- [Work to do]:
Repeat the records below word for word, but start at the line that contains "written like [319,277].", stop after the last line, and include nothing else.

- [Records for the exercise]:
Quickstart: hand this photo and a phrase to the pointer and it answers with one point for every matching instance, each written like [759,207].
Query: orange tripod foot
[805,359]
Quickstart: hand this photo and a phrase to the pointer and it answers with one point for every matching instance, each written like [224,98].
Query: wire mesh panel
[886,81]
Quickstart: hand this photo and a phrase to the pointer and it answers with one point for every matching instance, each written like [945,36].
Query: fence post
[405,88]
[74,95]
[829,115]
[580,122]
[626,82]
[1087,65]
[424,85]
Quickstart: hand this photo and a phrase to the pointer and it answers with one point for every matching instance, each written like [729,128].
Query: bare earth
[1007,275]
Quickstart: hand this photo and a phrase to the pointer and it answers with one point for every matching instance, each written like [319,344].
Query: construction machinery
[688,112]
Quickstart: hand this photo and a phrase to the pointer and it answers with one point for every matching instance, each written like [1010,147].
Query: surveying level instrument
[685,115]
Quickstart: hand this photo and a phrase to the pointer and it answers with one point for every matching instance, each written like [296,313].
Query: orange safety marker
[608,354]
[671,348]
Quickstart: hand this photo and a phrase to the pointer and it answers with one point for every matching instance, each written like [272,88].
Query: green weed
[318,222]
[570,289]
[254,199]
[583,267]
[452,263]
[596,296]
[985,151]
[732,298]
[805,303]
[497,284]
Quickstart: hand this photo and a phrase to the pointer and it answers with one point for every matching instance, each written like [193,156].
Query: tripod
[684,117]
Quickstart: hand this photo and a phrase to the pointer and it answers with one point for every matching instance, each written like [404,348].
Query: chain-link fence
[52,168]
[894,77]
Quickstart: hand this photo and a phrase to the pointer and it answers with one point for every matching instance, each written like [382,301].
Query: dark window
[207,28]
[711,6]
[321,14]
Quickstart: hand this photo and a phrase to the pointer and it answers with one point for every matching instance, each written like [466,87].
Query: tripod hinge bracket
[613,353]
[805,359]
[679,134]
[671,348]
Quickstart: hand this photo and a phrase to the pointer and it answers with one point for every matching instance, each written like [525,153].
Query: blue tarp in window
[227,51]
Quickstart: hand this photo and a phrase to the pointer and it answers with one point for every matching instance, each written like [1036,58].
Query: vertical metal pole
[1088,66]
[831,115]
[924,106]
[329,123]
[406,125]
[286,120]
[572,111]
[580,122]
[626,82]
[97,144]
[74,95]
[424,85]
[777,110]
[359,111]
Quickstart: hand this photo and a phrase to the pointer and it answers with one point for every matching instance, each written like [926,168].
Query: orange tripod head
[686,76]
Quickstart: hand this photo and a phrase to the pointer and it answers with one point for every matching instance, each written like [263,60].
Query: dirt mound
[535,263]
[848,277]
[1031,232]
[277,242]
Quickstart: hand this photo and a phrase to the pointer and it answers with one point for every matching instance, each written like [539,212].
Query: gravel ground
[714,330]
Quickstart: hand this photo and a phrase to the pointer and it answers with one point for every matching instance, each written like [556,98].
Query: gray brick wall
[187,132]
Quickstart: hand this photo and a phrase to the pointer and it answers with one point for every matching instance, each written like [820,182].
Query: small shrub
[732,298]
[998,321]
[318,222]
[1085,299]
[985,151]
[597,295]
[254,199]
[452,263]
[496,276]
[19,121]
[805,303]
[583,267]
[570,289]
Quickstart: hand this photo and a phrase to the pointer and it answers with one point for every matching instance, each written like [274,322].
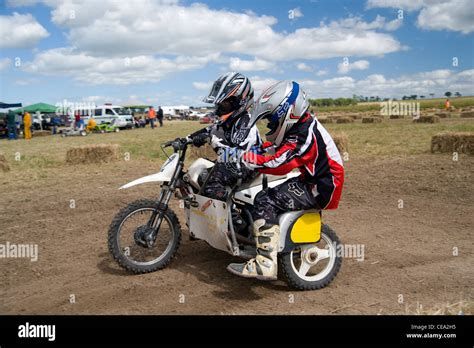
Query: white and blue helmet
[282,104]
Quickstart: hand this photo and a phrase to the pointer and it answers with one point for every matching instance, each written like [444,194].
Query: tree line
[356,99]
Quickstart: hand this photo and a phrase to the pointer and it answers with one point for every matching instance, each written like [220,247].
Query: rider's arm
[201,136]
[293,153]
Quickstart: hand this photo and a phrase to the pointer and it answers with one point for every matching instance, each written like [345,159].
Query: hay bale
[427,119]
[467,114]
[461,142]
[371,120]
[344,120]
[101,153]
[324,120]
[355,116]
[41,133]
[342,141]
[4,166]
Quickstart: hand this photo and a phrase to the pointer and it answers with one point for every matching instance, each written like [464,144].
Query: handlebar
[178,143]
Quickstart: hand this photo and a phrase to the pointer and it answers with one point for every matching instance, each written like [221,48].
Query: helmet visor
[214,92]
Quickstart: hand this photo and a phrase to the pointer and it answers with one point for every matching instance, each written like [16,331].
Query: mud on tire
[113,242]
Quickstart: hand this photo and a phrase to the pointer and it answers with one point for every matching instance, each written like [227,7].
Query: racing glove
[200,139]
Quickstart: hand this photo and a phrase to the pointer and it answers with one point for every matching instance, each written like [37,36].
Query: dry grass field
[411,209]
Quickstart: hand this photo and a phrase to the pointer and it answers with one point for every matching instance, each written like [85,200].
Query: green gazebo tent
[41,107]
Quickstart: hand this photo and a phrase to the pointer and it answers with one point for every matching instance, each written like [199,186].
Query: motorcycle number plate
[307,228]
[208,220]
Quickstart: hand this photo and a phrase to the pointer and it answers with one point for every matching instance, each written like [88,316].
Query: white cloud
[295,13]
[423,83]
[121,71]
[26,82]
[118,28]
[20,31]
[410,5]
[304,67]
[450,15]
[455,15]
[203,86]
[5,63]
[237,64]
[394,24]
[344,68]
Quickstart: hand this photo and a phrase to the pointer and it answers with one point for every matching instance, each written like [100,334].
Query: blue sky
[167,52]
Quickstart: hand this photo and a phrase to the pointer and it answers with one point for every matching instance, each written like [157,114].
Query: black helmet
[232,93]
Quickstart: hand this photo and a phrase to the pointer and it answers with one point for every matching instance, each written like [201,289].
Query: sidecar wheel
[313,266]
[122,238]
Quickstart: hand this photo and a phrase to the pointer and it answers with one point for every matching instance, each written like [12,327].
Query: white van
[107,113]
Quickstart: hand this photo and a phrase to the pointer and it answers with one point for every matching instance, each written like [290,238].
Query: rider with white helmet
[300,142]
[232,94]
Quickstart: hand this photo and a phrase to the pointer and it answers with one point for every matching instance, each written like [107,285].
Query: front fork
[156,218]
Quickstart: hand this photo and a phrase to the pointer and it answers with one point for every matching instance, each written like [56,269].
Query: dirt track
[408,251]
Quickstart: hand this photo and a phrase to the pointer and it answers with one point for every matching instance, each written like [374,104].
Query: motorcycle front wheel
[313,266]
[125,234]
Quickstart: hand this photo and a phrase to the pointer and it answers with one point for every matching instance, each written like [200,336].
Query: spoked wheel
[128,243]
[313,266]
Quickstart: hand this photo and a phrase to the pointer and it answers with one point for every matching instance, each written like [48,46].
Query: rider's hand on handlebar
[200,139]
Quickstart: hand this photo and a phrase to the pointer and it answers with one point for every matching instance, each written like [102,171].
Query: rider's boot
[264,266]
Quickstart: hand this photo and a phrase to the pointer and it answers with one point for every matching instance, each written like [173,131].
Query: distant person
[160,116]
[55,122]
[447,104]
[152,117]
[91,125]
[11,125]
[77,120]
[27,125]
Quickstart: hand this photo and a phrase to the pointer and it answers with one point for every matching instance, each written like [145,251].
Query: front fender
[158,177]
[165,174]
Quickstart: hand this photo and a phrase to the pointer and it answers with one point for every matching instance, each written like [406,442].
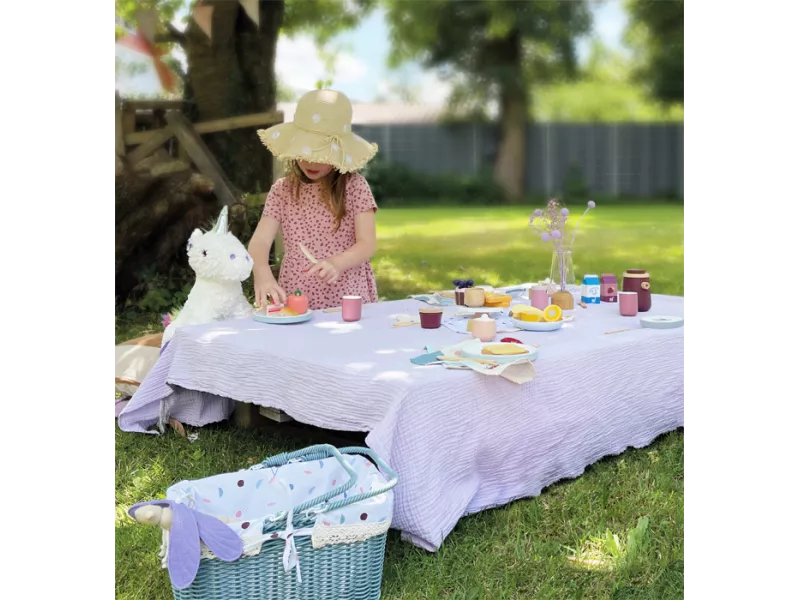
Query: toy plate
[661,322]
[474,351]
[466,310]
[539,325]
[263,317]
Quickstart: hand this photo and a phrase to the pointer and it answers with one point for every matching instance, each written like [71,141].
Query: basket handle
[387,470]
[317,452]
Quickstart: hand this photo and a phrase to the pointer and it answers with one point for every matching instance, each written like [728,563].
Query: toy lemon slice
[552,313]
[524,312]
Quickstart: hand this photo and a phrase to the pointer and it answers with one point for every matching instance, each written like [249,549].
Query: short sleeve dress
[308,221]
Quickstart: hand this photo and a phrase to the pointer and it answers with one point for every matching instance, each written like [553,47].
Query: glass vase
[562,271]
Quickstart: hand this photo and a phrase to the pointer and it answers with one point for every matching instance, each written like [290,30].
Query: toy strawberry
[298,302]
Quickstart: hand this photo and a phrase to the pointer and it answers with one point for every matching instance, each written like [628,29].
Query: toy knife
[308,254]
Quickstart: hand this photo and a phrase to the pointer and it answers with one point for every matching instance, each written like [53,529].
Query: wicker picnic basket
[247,535]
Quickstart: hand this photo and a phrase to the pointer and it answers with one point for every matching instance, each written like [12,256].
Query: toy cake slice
[503,350]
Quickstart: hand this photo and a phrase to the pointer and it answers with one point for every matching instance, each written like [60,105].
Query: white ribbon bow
[291,560]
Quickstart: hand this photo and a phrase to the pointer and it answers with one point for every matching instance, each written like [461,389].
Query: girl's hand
[325,270]
[267,288]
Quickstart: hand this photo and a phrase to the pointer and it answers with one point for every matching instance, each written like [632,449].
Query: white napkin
[519,371]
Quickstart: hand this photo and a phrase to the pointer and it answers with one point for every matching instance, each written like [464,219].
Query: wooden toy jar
[638,280]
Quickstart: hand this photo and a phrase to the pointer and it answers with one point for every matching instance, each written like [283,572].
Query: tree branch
[173,35]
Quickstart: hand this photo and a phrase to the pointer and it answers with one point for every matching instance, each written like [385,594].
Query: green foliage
[398,184]
[604,93]
[485,46]
[655,32]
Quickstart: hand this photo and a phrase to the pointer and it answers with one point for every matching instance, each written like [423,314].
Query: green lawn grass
[616,532]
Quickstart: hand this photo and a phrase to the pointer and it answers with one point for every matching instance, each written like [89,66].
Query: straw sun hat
[320,133]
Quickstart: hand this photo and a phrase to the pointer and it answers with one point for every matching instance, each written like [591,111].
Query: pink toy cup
[351,308]
[539,299]
[628,304]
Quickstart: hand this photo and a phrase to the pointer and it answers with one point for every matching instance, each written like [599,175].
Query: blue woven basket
[339,571]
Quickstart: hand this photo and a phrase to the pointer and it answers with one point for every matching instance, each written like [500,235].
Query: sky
[360,69]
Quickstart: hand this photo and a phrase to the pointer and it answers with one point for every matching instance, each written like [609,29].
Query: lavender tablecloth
[461,442]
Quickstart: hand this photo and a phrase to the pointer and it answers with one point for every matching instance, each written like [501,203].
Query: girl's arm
[364,248]
[261,242]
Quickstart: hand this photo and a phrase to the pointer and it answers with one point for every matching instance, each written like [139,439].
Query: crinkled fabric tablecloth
[460,441]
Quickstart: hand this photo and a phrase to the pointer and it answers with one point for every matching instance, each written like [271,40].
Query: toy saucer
[661,322]
[264,317]
[474,351]
[539,325]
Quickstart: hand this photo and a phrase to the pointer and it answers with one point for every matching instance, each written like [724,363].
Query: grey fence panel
[625,159]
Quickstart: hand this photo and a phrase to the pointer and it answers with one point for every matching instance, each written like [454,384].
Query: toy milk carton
[608,287]
[590,289]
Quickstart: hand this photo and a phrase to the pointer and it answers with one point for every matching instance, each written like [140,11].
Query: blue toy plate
[539,326]
[262,317]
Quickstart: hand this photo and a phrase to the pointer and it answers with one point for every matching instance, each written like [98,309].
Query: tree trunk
[509,168]
[156,208]
[234,74]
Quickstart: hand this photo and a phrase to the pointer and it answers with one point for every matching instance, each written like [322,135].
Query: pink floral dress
[308,221]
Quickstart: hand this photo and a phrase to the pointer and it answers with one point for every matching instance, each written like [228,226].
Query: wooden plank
[240,122]
[154,104]
[274,414]
[151,145]
[243,414]
[216,126]
[118,131]
[128,120]
[201,156]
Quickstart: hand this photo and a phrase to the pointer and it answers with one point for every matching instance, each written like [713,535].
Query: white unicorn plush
[221,264]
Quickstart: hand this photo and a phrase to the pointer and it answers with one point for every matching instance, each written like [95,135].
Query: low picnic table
[460,441]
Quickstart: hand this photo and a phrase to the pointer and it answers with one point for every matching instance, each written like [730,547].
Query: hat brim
[345,151]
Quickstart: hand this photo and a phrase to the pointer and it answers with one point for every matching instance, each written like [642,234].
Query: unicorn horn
[222,221]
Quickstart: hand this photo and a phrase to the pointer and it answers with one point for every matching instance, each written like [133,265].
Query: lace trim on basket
[324,535]
[321,536]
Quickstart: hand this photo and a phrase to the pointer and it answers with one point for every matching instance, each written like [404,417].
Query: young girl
[322,204]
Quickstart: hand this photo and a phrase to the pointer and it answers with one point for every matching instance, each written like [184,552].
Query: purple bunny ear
[220,539]
[161,503]
[183,556]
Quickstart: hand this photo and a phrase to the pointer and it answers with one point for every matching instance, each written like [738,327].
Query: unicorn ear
[183,559]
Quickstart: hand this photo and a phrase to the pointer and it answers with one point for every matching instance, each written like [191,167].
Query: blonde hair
[333,186]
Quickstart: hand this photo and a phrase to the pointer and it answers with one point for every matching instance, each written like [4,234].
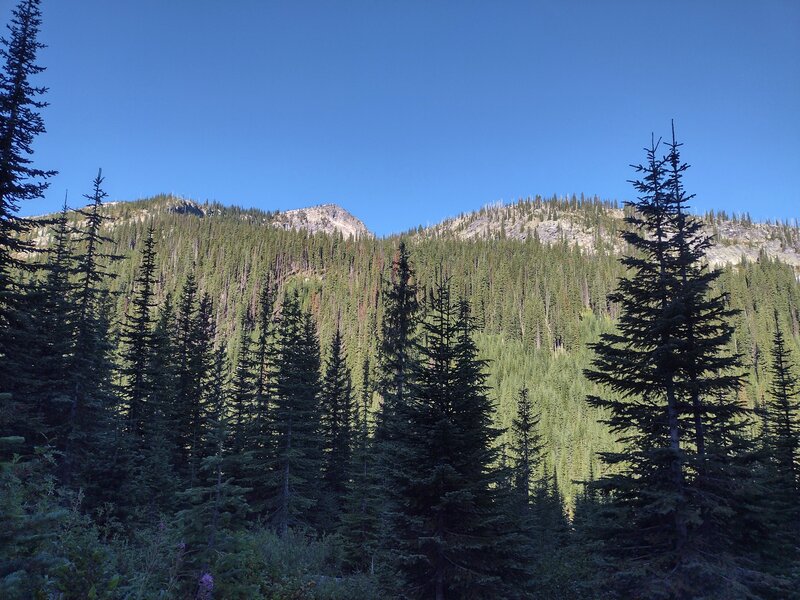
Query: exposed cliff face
[325,218]
[593,226]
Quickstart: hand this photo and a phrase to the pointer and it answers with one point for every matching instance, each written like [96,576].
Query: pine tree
[672,494]
[360,521]
[447,520]
[295,420]
[195,337]
[397,357]
[216,504]
[261,444]
[782,456]
[526,446]
[88,437]
[336,429]
[242,397]
[20,181]
[45,340]
[137,340]
[397,345]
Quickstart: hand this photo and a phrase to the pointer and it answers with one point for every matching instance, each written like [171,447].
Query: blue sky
[408,112]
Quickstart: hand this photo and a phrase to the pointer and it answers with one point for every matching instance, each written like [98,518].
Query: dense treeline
[196,404]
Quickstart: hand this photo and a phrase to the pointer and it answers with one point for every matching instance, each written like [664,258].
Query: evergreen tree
[526,446]
[88,438]
[672,495]
[137,340]
[242,396]
[397,345]
[195,337]
[216,504]
[447,520]
[782,453]
[360,521]
[44,345]
[296,420]
[336,430]
[20,181]
[261,442]
[397,356]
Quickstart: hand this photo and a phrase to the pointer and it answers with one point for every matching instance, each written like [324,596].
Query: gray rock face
[736,240]
[325,218]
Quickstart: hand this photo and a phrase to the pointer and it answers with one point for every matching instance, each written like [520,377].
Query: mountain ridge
[592,225]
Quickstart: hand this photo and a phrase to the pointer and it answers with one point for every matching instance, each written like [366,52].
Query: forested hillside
[560,398]
[539,302]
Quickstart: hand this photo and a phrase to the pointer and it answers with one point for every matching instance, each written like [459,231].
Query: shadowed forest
[195,403]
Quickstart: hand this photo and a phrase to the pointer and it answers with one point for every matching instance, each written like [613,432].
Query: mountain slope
[593,225]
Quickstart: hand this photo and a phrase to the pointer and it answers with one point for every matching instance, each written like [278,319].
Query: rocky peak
[324,218]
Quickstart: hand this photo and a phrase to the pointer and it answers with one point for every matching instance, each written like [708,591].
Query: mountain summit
[324,218]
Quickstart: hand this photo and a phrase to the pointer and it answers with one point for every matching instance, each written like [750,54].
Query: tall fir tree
[262,447]
[781,443]
[337,435]
[397,361]
[137,343]
[194,343]
[41,363]
[448,526]
[20,181]
[88,429]
[672,495]
[295,420]
[215,505]
[360,521]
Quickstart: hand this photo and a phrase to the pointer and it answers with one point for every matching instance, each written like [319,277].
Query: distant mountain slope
[593,225]
[326,218]
[323,218]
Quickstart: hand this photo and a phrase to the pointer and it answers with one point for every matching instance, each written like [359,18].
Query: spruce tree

- [Output of the task]:
Quickstart: hand this photo and a phrase to the pointer and it answers with one point for every matching instance, each written like [319,277].
Query: distant mountain slope
[593,225]
[326,218]
[323,218]
Quickstart: hand this photo and a phrase to the pointer and it answers with one point for every matching instance, each written like [359,18].
Query: spruce tree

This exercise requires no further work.